#### Aim
Which lines of the records below contain the word "green"? Return every one of them in full.

──────── Data listing

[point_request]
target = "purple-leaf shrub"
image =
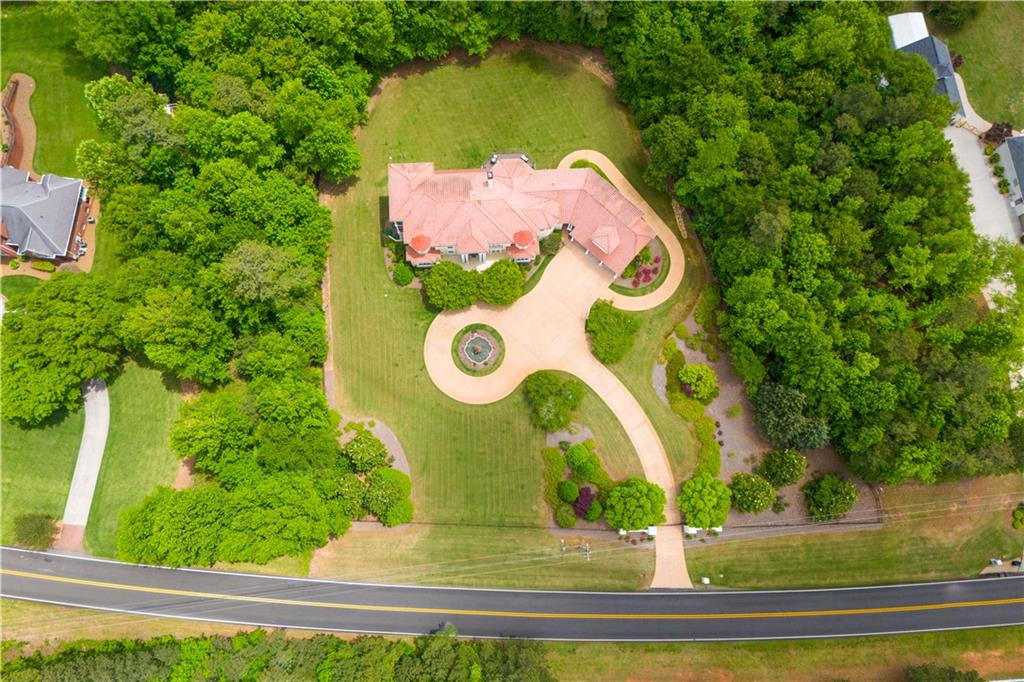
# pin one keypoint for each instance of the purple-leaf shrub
(586, 499)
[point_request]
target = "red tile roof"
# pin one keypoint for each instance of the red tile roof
(466, 210)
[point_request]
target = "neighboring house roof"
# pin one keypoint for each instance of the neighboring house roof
(935, 52)
(937, 55)
(907, 28)
(38, 217)
(472, 212)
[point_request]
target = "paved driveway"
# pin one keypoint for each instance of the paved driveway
(544, 330)
(991, 214)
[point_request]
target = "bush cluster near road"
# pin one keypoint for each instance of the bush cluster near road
(698, 382)
(451, 287)
(590, 493)
(611, 331)
(691, 410)
(705, 502)
(828, 497)
(552, 399)
(752, 494)
(259, 655)
(782, 467)
(282, 482)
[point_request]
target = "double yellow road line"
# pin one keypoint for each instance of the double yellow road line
(508, 614)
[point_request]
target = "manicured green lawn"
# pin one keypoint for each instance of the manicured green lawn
(475, 466)
(996, 653)
(487, 556)
(137, 456)
(993, 66)
(37, 42)
(932, 533)
(37, 465)
(15, 285)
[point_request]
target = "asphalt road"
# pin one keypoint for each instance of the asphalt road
(271, 601)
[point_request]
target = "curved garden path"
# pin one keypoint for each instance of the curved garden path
(23, 152)
(675, 249)
(544, 330)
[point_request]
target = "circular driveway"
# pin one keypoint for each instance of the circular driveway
(544, 330)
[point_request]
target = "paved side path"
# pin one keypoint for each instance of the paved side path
(90, 457)
(544, 330)
(23, 152)
(677, 258)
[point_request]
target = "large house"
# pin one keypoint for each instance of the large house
(910, 35)
(40, 219)
(504, 209)
(1012, 159)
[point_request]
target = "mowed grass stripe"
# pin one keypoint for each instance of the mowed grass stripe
(137, 457)
(473, 465)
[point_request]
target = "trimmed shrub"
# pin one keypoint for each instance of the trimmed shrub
(583, 462)
(705, 501)
(502, 283)
(553, 399)
(698, 382)
(551, 244)
(449, 287)
(752, 494)
(400, 513)
(934, 673)
(782, 467)
(35, 530)
(366, 452)
(828, 497)
(611, 331)
(554, 467)
(567, 491)
(585, 498)
(402, 274)
(565, 516)
(387, 488)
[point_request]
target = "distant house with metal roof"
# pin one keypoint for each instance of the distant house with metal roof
(504, 209)
(910, 35)
(1012, 159)
(38, 218)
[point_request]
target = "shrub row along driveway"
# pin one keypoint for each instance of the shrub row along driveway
(544, 330)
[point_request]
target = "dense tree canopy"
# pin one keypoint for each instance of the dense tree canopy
(552, 399)
(809, 153)
(634, 505)
(54, 337)
(705, 502)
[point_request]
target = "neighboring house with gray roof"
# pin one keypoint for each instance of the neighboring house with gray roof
(910, 35)
(1012, 159)
(38, 218)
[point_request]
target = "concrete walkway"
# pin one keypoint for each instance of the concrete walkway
(672, 246)
(544, 330)
(90, 457)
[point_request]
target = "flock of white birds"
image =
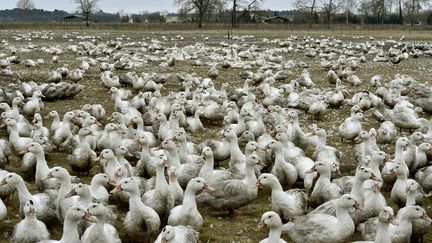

────────────────

#### Exercise response
target = "manicured green lawn"
# pin one keypoint for each instance of the manicured green lawn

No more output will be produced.